**ARBEITSAUFTRÄGE**
a. Beantworten Sie anhand des extrahierten Textes:
(i) Welche Organisation wird als größter Feind der Menschheit bezeichnet?
(ii) In welchem Jahrhundert wäre es laut dem extrahierten Text ein »gerechter Krieg« gewesen?
(iii) In welcher Stadt richteten Kreuzritter ein Blutbad an?
b. Übernehmen Sie aus dem extrahierten Text wortgetreu den Abschnitt von „Die Terror-Organisation schlechthin.“ bis einschließlich „Himmel kommen konnten.“.

**EXTRAHIERTER TEXT**
##############################
Der größte Feind der Menschheit: man hat es gesehen: der IS, der Islamische Staat.

Die Terror-Organisation schlechthin. Schlachtungen, Flugzeuge in Hochhäusern. Die ganze Welt soll ein islamischer Staat werden. Wie furchtbar! Und das im 21. Jahrhundert! Wenn es im 11. Jahrhundert gewesen wäre – dann wäre es ein »gerechter Krieg« gewesen: bei den Kreuzzügen. Die christlichen Ritter – wenn die im Kreuzzug gefallen sind, war ihnen der Himmel sicher: genauso wie den Selbstmordattentätern der Nachfolger Mohammeds. Blutbad in Jerusalem durch Kreuzritter: ja, aber vollkommen gerechte Blutbäder, denn die Stadt von Jesus Christus musste gesäubert werden von Ungläubigen. Abschlachten von Wesen, die sowieso nicht in den Himmel kommen konnten.
##############################
**DATENAUSZUG**
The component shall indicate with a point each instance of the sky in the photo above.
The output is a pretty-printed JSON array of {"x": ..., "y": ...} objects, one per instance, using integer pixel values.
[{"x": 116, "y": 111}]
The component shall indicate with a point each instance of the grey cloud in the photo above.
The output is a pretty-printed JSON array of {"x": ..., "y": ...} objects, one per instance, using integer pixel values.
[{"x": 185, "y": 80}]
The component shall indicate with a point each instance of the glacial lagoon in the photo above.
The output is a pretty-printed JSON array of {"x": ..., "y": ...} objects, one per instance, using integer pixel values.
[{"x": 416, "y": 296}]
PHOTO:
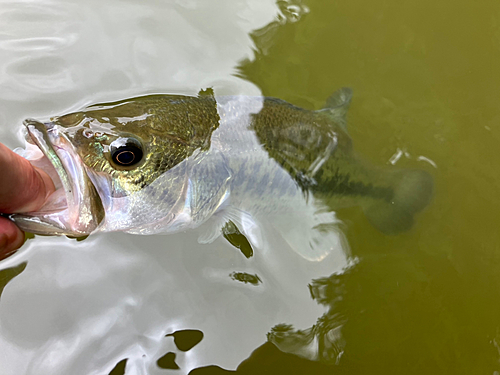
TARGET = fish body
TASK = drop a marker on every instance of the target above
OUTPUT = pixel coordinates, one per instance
(168, 163)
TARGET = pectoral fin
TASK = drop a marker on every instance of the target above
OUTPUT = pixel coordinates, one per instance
(238, 227)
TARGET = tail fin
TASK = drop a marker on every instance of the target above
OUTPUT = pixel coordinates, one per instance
(412, 192)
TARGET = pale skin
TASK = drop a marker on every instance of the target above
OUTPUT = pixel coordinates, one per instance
(23, 188)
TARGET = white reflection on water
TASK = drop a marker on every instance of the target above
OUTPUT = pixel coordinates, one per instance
(80, 307)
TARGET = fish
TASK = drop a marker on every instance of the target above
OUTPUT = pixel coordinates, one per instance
(160, 164)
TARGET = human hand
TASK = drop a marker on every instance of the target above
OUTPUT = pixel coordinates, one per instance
(23, 188)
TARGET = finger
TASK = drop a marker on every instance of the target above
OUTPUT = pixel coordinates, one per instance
(11, 237)
(23, 188)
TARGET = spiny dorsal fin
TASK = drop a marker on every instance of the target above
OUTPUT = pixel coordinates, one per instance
(338, 103)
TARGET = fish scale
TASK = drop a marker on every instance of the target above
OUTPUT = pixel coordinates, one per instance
(207, 159)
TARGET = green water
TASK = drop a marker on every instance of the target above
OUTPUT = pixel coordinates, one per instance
(425, 77)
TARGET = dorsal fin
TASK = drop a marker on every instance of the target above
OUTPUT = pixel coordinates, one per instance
(337, 105)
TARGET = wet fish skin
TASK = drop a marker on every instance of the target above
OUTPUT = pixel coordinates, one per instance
(235, 159)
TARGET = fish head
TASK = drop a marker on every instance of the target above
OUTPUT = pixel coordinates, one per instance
(116, 166)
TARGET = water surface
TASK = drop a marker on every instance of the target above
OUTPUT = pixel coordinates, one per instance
(425, 79)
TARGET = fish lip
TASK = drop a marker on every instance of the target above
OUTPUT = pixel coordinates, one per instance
(84, 210)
##############################
**LÖSUNGEN**
a.
(i) Der IS, der Islamische Staat.
(ii) Im 11. Jahrhundert.
(iii) In Jerusalem.

b.
Die Terror-Organisation schlechthin. Schlachtungen, Flugzeuge in Hochhäusern. Die ganze Welt soll ein islamischer Staat werden. Wie furchtbar! Und das im 21. Jahrhundert! Wenn es im 11. Jahrhundert gewesen wäre – dann wäre es ein »gerechter Krieg« gewesen: bei den Kreuzzügen. Die christlichen Ritter – wenn die im Kreuzzug gefallen sind, war ihnen der Himmel sicher: genauso wie den Selbstmordattentätern der Nachfolger Mohammeds. Blutbad in Jerusalem durch Kreuzritter: ja, aber vollkommen gerechte Blutbäder, denn die Stadt von Jesus Christus musste gesäubert werden von Ungläubigen. Abschlachten von Wesen, die sowieso nicht in den Himmel kommen konnten.